▶ **Saved data entries**:
=======
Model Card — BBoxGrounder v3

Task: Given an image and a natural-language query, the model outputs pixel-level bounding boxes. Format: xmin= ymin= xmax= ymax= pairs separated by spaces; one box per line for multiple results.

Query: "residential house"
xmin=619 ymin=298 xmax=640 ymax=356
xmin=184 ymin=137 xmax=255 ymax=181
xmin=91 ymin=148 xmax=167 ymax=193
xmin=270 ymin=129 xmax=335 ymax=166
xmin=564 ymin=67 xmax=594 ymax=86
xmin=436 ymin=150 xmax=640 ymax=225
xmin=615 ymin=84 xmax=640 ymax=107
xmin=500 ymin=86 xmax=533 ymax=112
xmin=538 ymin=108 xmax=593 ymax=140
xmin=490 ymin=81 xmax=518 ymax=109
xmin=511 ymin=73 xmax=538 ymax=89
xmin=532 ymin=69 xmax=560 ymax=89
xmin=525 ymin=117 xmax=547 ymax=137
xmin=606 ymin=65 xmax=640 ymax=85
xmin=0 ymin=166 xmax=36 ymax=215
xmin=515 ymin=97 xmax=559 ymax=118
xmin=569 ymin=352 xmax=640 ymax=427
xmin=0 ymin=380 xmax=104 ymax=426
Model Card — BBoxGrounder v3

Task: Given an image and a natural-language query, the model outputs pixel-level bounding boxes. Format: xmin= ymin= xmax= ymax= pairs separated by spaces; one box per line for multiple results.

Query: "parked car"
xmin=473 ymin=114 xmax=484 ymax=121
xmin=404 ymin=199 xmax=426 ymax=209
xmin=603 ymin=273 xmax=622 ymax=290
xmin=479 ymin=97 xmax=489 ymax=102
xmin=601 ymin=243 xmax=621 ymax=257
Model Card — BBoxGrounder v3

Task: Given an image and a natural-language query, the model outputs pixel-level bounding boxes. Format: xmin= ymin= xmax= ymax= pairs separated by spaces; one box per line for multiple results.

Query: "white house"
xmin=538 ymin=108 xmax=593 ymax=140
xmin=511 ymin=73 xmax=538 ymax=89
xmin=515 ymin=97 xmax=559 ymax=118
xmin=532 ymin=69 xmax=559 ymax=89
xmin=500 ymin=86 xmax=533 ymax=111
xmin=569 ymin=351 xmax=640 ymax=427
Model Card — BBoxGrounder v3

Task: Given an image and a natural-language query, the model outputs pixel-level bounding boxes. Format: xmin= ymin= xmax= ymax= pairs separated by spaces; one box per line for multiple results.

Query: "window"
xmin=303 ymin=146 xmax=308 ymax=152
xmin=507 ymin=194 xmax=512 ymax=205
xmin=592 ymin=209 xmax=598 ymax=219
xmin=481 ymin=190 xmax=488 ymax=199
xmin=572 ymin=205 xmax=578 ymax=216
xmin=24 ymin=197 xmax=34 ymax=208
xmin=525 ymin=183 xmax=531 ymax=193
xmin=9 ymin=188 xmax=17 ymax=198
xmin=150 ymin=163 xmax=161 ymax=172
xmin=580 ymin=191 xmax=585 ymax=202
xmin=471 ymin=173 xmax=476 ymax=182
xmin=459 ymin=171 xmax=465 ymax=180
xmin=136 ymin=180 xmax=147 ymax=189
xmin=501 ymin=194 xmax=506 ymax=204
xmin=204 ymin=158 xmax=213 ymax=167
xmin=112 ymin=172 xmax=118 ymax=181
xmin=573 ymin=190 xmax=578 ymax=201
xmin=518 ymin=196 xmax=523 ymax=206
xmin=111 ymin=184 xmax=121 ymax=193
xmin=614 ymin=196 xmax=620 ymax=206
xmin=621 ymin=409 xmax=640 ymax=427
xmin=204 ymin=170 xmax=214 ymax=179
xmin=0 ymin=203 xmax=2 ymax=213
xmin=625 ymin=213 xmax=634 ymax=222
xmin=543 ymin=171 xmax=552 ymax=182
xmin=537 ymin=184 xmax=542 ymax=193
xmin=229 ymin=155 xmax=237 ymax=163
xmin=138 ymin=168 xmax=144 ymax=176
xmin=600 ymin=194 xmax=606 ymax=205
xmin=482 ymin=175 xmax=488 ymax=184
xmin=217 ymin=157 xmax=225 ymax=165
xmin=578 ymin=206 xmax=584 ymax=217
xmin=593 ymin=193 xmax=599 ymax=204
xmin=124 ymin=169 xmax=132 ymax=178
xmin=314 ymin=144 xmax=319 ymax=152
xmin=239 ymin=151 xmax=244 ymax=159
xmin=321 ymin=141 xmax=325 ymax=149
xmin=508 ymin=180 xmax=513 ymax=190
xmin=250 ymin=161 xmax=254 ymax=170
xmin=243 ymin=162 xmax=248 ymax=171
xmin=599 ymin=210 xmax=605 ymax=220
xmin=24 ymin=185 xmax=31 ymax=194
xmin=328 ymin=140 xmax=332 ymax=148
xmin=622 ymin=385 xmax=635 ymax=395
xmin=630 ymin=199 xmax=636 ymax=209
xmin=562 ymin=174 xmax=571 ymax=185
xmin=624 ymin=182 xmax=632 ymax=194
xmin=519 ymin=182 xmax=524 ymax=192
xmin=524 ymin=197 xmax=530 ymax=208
=======
▶ **WORK TO COMPLETE**:
Nothing in the records may be dropped; reproduce them exactly.

▶ **ANSWER TO THIS TASK**:
Model Card — BBoxGrounder v3

Task: Given an image and a natural-language query, the model outputs pixel-level bounding boxes. Format: xmin= ymin= xmax= ymax= pairs separated by spaces; one box per line for multiple results.

Query: "residential house"
xmin=619 ymin=298 xmax=640 ymax=356
xmin=184 ymin=137 xmax=255 ymax=181
xmin=91 ymin=148 xmax=167 ymax=193
xmin=270 ymin=129 xmax=335 ymax=166
xmin=564 ymin=67 xmax=594 ymax=86
xmin=436 ymin=150 xmax=640 ymax=225
xmin=615 ymin=84 xmax=640 ymax=107
xmin=500 ymin=86 xmax=533 ymax=112
xmin=538 ymin=108 xmax=593 ymax=140
xmin=490 ymin=81 xmax=518 ymax=109
xmin=511 ymin=73 xmax=538 ymax=89
xmin=532 ymin=69 xmax=560 ymax=89
xmin=525 ymin=117 xmax=547 ymax=137
xmin=606 ymin=65 xmax=640 ymax=85
xmin=0 ymin=166 xmax=36 ymax=215
xmin=515 ymin=97 xmax=559 ymax=118
xmin=569 ymin=352 xmax=640 ymax=427
xmin=0 ymin=380 xmax=104 ymax=426
Model Card — BBoxGrounder v3

Task: Given an image and a natural-language query, the model outputs pixel-level bounding boxes. Format: xmin= ymin= xmax= ymax= pairs separated by spaces; one box per line for multiple results.

Query: "parked car"
xmin=473 ymin=114 xmax=484 ymax=121
xmin=404 ymin=199 xmax=426 ymax=209
xmin=603 ymin=273 xmax=622 ymax=290
xmin=479 ymin=97 xmax=489 ymax=102
xmin=601 ymin=243 xmax=621 ymax=257
Model Card — BBoxGrounder v3

Task: Given an image and a natural-language query, the model outputs pixel-level bounding boxes. Format: xmin= ymin= xmax= ymax= pairs separated by spaces; one box per line for multiple results.

Query: "white house"
xmin=538 ymin=108 xmax=593 ymax=140
xmin=511 ymin=73 xmax=538 ymax=89
xmin=515 ymin=97 xmax=559 ymax=118
xmin=532 ymin=69 xmax=559 ymax=89
xmin=500 ymin=86 xmax=533 ymax=111
xmin=569 ymin=351 xmax=640 ymax=427
Model Card — BBoxGrounder v3

Task: Given an image and a natural-language query, the model outputs pixel-level bounding boxes. Format: xmin= ymin= xmax= ymax= pairs separated by spaces; one box per line for multiple results.

Query: "window"
xmin=303 ymin=146 xmax=308 ymax=152
xmin=507 ymin=194 xmax=512 ymax=205
xmin=592 ymin=209 xmax=598 ymax=219
xmin=481 ymin=190 xmax=488 ymax=199
xmin=572 ymin=205 xmax=578 ymax=216
xmin=24 ymin=197 xmax=34 ymax=208
xmin=525 ymin=183 xmax=531 ymax=193
xmin=9 ymin=188 xmax=17 ymax=198
xmin=150 ymin=163 xmax=161 ymax=172
xmin=580 ymin=191 xmax=585 ymax=202
xmin=471 ymin=173 xmax=476 ymax=182
xmin=459 ymin=171 xmax=465 ymax=180
xmin=136 ymin=180 xmax=147 ymax=189
xmin=501 ymin=194 xmax=506 ymax=204
xmin=204 ymin=158 xmax=213 ymax=167
xmin=112 ymin=172 xmax=118 ymax=181
xmin=573 ymin=190 xmax=578 ymax=201
xmin=518 ymin=196 xmax=523 ymax=206
xmin=111 ymin=184 xmax=121 ymax=193
xmin=614 ymin=196 xmax=620 ymax=206
xmin=621 ymin=409 xmax=640 ymax=427
xmin=204 ymin=170 xmax=214 ymax=179
xmin=0 ymin=203 xmax=2 ymax=213
xmin=625 ymin=213 xmax=634 ymax=222
xmin=543 ymin=171 xmax=552 ymax=182
xmin=537 ymin=184 xmax=542 ymax=193
xmin=229 ymin=155 xmax=237 ymax=163
xmin=138 ymin=168 xmax=144 ymax=176
xmin=600 ymin=194 xmax=606 ymax=205
xmin=482 ymin=175 xmax=488 ymax=184
xmin=217 ymin=157 xmax=225 ymax=165
xmin=578 ymin=206 xmax=584 ymax=217
xmin=593 ymin=193 xmax=599 ymax=204
xmin=124 ymin=169 xmax=132 ymax=178
xmin=314 ymin=144 xmax=319 ymax=152
xmin=239 ymin=151 xmax=244 ymax=159
xmin=321 ymin=141 xmax=325 ymax=149
xmin=508 ymin=180 xmax=513 ymax=190
xmin=250 ymin=161 xmax=254 ymax=170
xmin=243 ymin=162 xmax=248 ymax=171
xmin=599 ymin=210 xmax=605 ymax=220
xmin=24 ymin=185 xmax=31 ymax=194
xmin=328 ymin=140 xmax=332 ymax=148
xmin=622 ymin=385 xmax=635 ymax=395
xmin=630 ymin=199 xmax=636 ymax=209
xmin=562 ymin=174 xmax=571 ymax=185
xmin=624 ymin=182 xmax=632 ymax=194
xmin=519 ymin=182 xmax=524 ymax=192
xmin=524 ymin=197 xmax=530 ymax=208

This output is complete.